-- START OF Document segment --
Fig. 31. Comparison of Standard COLT and Test Vector Delivery Blocking

As seen in Fig. 31, test vector delivery time increases from approximately  $24\mu$ s to  $34.1\mu$ s, an increase of 42%, as the SoC's proportion of safety-critical software increases from 0% to 90%. When the proportion of safety-critical software is 40%, the increase in test delivery time is 26%.

## 3. Test Vector Storage Redundancy

By using redundancy in test vector storage and delivery, the CUT only requires a subset of its neighbors to access the complete test vector set. In these experiments, the test vector set was divided into 4 segments, and one parity segment was generated as described in the example in Section B. This redundancy introduces a 20% overhead in test vector storage.

As Fig. 32 shows, using storage redundancy with COLT allows for a significant reduction in application interference under a variety of safety-critical loads. The greatest reduction in interference occurs between safety-critical section proportions of 10% and 70%; the average reduction of interference in these systems is 47%. Once the proportion of safety-critical software exceeds 70%, the benefits of storage redundancy are reduced due to the fact that most cores of the SoC are executing safety-critical software most of the time—interference is largely unavoidable.



Fig. 32. Interference Reduction of Storage Redundancy

Apart from application interference, it is also important to observe the effect of using storage redundancy with COLT on test vector delivery times. As Fig. 33 shows, test vector delivery times decrease as the proportion of safety-critical software increases. On average, the test delivery time is increased by 15%. This may seem counter-intuitive; however, an explanation is found when looking at the nature of storing and delivering redundant test vectors.
-- END OF Document segment --
-- START OF Data entries --
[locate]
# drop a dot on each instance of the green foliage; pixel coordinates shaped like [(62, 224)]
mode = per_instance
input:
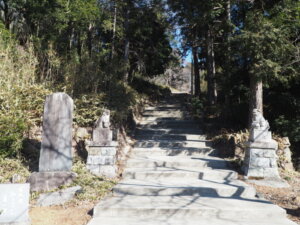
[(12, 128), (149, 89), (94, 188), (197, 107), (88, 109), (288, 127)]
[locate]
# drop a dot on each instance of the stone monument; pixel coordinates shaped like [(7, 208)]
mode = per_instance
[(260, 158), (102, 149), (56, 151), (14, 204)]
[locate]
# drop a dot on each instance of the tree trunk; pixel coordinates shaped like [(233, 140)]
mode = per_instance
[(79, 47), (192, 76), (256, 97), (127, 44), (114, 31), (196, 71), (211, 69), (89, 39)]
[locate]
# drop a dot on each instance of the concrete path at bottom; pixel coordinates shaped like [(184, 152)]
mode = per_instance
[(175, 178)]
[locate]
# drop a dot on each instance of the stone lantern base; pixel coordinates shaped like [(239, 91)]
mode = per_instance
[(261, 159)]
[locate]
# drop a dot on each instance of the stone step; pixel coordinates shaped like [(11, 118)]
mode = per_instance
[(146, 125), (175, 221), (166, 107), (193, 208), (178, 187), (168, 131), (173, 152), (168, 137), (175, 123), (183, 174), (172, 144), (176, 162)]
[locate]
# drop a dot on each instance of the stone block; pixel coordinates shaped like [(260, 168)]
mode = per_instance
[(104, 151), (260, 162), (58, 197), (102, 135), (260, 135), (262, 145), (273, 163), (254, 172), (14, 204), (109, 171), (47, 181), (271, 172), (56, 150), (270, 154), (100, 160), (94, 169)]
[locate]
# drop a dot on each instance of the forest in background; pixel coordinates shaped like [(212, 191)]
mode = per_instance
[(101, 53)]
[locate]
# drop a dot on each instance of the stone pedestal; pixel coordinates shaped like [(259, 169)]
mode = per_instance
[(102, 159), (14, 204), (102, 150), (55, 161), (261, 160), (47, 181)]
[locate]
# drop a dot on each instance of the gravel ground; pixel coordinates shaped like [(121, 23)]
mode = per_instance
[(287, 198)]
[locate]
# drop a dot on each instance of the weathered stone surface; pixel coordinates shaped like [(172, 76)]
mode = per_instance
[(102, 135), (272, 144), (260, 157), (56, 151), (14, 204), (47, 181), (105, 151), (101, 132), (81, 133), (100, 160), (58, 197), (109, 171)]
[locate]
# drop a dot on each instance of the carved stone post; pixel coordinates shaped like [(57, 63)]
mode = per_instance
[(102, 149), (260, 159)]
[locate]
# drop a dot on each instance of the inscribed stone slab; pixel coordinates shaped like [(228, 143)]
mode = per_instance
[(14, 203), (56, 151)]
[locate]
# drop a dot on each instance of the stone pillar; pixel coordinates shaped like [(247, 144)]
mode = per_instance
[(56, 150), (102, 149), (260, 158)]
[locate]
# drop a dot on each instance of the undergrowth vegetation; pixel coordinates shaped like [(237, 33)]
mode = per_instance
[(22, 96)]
-- END OF Data entries --
-- START OF Data entries --
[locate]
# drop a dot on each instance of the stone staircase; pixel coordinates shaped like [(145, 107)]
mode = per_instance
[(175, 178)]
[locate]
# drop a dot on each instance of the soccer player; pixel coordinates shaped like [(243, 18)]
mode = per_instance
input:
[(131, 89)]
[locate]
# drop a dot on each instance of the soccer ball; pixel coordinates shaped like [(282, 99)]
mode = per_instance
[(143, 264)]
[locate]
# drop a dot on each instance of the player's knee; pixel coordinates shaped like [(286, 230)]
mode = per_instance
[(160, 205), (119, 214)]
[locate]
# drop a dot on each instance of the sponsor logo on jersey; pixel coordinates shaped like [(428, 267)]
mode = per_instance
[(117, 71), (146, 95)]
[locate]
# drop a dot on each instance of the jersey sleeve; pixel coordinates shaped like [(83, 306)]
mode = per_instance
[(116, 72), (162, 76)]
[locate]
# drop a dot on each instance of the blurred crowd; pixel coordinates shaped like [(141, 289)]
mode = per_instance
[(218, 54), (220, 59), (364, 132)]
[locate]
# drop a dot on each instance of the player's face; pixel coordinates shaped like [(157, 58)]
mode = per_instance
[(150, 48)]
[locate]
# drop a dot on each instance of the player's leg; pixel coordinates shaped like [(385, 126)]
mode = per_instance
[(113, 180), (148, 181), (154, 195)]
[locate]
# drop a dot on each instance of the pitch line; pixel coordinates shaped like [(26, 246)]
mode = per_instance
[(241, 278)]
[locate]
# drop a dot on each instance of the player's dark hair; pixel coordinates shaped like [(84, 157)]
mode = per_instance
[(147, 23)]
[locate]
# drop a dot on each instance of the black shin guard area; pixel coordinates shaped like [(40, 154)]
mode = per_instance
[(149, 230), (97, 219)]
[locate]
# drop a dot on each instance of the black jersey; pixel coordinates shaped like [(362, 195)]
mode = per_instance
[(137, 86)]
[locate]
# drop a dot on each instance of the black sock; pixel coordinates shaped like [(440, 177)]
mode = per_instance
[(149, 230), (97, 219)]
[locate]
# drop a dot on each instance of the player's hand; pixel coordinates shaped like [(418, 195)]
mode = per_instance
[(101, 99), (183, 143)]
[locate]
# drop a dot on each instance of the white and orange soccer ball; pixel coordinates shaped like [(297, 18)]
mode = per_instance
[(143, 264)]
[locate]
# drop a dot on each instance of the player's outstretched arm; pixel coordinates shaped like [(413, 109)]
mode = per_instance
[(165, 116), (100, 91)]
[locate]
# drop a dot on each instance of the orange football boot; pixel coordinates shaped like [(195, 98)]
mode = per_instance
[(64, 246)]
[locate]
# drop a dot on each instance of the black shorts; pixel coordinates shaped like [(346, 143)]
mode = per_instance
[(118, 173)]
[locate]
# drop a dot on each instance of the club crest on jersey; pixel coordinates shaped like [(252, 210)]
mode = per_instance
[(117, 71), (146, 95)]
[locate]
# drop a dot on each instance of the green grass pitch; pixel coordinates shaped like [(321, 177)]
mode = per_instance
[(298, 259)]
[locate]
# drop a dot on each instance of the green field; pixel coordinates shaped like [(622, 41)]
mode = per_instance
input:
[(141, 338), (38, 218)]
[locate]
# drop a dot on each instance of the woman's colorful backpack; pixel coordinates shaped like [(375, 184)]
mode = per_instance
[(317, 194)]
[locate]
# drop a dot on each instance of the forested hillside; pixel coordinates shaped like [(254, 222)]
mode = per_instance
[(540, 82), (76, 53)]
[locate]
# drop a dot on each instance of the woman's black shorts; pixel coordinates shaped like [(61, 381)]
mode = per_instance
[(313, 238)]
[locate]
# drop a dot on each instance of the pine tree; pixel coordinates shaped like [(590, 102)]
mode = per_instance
-- END OF Data entries --
# Task set
[1] Quote from the test vector excerpt, starting at the words "Fig. 32. Interference" and stopping after the words "redundant test vectors.".
[2] Using the test vector excerpt, give brief answers:
(a) Into how many segments was the test vector set divided in the experiments?
(b) What overhead in test vector storage does the redundancy introduce?
(c) What is the average reduction of interference for safety-critical section proportions between 10% and 70%?
[3] Carry on the test vector excerpt, picking up after its last sentence.
The records play no part in this work.

# Outputs for the tasks
[1]
Fig. 32. Interference Reduction of Storage Redundancy

Apart from application interference, it is also important to observe the effect of using storage redundancy with COLT on test vector delivery times. As Fig. 33 shows, test vector delivery times decrease as the proportion of safety-critical software increases. On average, the test delivery time is increased by 15%. This may seem counter-intuitive; however, an explanation is found when looking at the nature of storing and delivering redundant test vectors.

[2]
(a) 4 segments
(b) 20%
(c) 47%

[3]
Fig. 33. Delivery Times of Standard COLT and Storage Redundancy COLT

When the proportion of safety-critical software is low (30% or less), a significant portion of the test vector traffic is redundant information—the parity segment as described in Section B. This redundancy increases the effective test vector delivery time of COLT. This redundant traffic may be used to verify the correctness of the test vector traffic in the event of transmission or storage errors, but that benefit is outside the scope of this dissertation.

# 4. Combination of Blocking and Redundancy

As described in Section B, both proposed schemes can be implemented together to allow both blocking and redundancy during COLT. In isolation, we have observed that blocking removes interference but has increasing test delivery times as the amount of safety-critical software increases. Alternately, storage redundancy has a decrease in test delivery time as the amount of safety-critical software increases, and it also provides a reduced level of interference when compared to Standard COLT.



Fig. 34. Test Delivery Times of All COLT Schemes

Fig. 34 compares the test delivery times of all schemes: Standard COLT, Test Vector Delivery Blocking, Test Vector Storage Redundancy, and the combination of the two. We observe that the test vector delivery times of the combination (Block+Red COLT) remains relatively stable under all safety-critical proportions.

The combination suffers from the relatively high delivery times of the storage redundancy scheme during low amounts of safety-critical software. However, when the proportion of safety-critical sections exceeds 50%, the combination outperforms Test

Vector Delivery Blocking in isolation. It is important to note that the combination eliminates all application interference, just as blocking in isolation does.

## 5. Test Controller Overhead

To determine the area and power costs of adding the Test Vector Delivery Blocking and Test Vector Storage Redundancy schemes to the distributed COLT-based Test Controller (TC) in each CNI of the system, an HDL model of the TC was developed. This model was functionally verified using Verilog testbenches.

The HDL model was synthesized using Synopsys Design Compiler [43] and Oklahoma State University's 45nm FreePDK library [68]. The gate count of the TC was estimated to be 6.1K, while power consumption was estimated to be 6.52mW. This represents an approximately 5% increase in area and power costs over the standard distributed COLT-based TC proposed in Chapter IV.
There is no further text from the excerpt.